(Task): The entries below must be retyped in full. Keep every word the same.

Stored items:
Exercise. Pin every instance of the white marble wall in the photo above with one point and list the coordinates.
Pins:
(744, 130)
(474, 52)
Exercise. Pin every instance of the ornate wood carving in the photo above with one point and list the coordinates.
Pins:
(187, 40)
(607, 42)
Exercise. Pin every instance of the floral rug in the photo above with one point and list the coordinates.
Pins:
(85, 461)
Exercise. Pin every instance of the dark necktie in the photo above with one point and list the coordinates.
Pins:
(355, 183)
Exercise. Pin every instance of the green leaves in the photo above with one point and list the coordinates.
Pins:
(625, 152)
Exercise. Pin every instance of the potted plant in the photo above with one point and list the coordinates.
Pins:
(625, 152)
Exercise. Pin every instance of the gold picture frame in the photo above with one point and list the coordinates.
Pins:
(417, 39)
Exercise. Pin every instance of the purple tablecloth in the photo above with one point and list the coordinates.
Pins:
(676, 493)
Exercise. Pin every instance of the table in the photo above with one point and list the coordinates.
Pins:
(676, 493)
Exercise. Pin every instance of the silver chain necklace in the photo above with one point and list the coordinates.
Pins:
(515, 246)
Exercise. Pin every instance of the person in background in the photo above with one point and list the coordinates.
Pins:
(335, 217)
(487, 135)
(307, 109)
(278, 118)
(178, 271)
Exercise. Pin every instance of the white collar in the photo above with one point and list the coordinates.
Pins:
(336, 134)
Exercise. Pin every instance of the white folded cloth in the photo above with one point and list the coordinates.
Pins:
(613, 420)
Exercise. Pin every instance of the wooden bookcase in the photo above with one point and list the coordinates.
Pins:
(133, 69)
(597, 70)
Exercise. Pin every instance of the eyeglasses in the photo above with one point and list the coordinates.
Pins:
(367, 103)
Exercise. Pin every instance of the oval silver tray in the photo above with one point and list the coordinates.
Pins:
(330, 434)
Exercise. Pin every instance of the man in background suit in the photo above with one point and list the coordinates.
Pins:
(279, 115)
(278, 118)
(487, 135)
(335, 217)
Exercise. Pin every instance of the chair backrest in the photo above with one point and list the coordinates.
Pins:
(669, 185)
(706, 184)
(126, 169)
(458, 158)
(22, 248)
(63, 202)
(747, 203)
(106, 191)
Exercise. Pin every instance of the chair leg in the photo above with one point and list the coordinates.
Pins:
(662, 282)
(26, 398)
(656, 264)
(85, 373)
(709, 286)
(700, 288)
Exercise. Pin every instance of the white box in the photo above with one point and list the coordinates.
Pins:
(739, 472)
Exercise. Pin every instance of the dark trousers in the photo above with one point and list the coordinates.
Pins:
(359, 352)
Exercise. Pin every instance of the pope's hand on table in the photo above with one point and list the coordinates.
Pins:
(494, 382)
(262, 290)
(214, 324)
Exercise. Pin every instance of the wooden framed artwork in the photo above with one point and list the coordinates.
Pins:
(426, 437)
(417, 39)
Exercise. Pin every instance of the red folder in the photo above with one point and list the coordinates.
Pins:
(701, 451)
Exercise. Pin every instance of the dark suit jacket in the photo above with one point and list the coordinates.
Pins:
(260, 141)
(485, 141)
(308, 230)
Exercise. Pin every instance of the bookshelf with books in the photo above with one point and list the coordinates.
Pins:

(Task result):
Exercise. Pin every instance of the white marble wall in the photo above with one point and list the coordinates.
Pins:
(744, 130)
(474, 52)
Exercise. Pin every instance of the ornate wood carving in the photo above with one point and list the coordinates.
Pins:
(187, 40)
(607, 42)
Exercise. Pin every instance of the floral rug in the photo above with one point and list the coordinates.
Pins:
(85, 461)
Exercise. Pin every instance of the dark necktie in the photo above with one point and list the coordinates.
Pins:
(355, 183)
Exercise. Pin every instance of the green leaves in the photo above with one point and list the coordinates.
Pins:
(625, 152)
Exercise. Pin every instance of the potted plant in the photo above with one point and list the coordinates.
Pins:
(625, 152)
Exercise. Pin every instance of the gold picture frame in the photo above with one point and list the coordinates.
Pins:
(417, 39)
Exercise. Pin every instance of the purple tablecloth in the photo above with one point and list the coordinates.
Pins:
(676, 493)
Exercise. Pin every instance of the table in the photo above with one point and list the coordinates.
Pins:
(676, 493)
Exercise. Pin every instance of the silver chain necklace in the photo above with one point and list the coordinates.
Pins:
(515, 246)
Exercise. Pin every instance of the person in background in the photo above with one point and list the coordinates.
Pins:
(335, 217)
(487, 135)
(307, 109)
(278, 118)
(178, 271)
Exercise. Pin every instance of the white collar in the photo above with one point and list the coordinates.
Pins:
(336, 134)
Exercise. Pin every instance of the white folded cloth in the photo above with one point and list the coordinates.
Pins:
(613, 420)
Exercise. Pin every instance of the wooden bookcase in the photo above with one point and list the coordinates.
Pins:
(133, 69)
(597, 70)
Exercise. Pin every instance of the eyeglasses in the photo above with one point and list the coordinates.
Pins:
(367, 103)
Exercise. Pin every instance of the oval silver tray in the photo above with one point and list the coordinates.
Pins:
(330, 434)
Exercise. Pin every instance of the man in background suit in the photo above with one point and list the coordinates.
Pins:
(279, 115)
(278, 118)
(487, 135)
(335, 217)
Exercise. Pin every instance of the chair backrest in the photo above with one point and list the coordinates.
Pins:
(669, 185)
(706, 184)
(126, 169)
(458, 158)
(22, 248)
(63, 202)
(747, 203)
(106, 191)
Exercise. Pin every instance of the chair leg in the photo above with one point and list the coordinates.
Pins:
(662, 282)
(26, 398)
(656, 264)
(85, 373)
(709, 286)
(700, 288)
Exercise. Pin every instance of the white box in the photo above with one point and list the coordinates.
Pins:
(739, 472)
Exercise. Pin every instance of the dark trousers in the photo above with one point and list the coordinates.
Pins:
(359, 352)
Exercise. Pin every instance of the pope's hand on table in the photo above with one point and list the coordinates.
Pins:
(494, 382)
(262, 290)
(214, 324)
Exercise. Pin every instance of the wooden framed artwork in the photo above with one point and list the coordinates.
Pins:
(426, 437)
(417, 39)
Exercise. Pin every instance of the red folder in the photo above with one point and list the coordinates.
Pins:
(701, 451)
Exercise. Pin every instance of the dark suit jacket in the photo above with one point and list the coordinates.
Pins:
(260, 141)
(485, 141)
(308, 230)
Exercise. Pin every instance of the bookshelf with books in the photo above with one point and list the coordinates.
Pins:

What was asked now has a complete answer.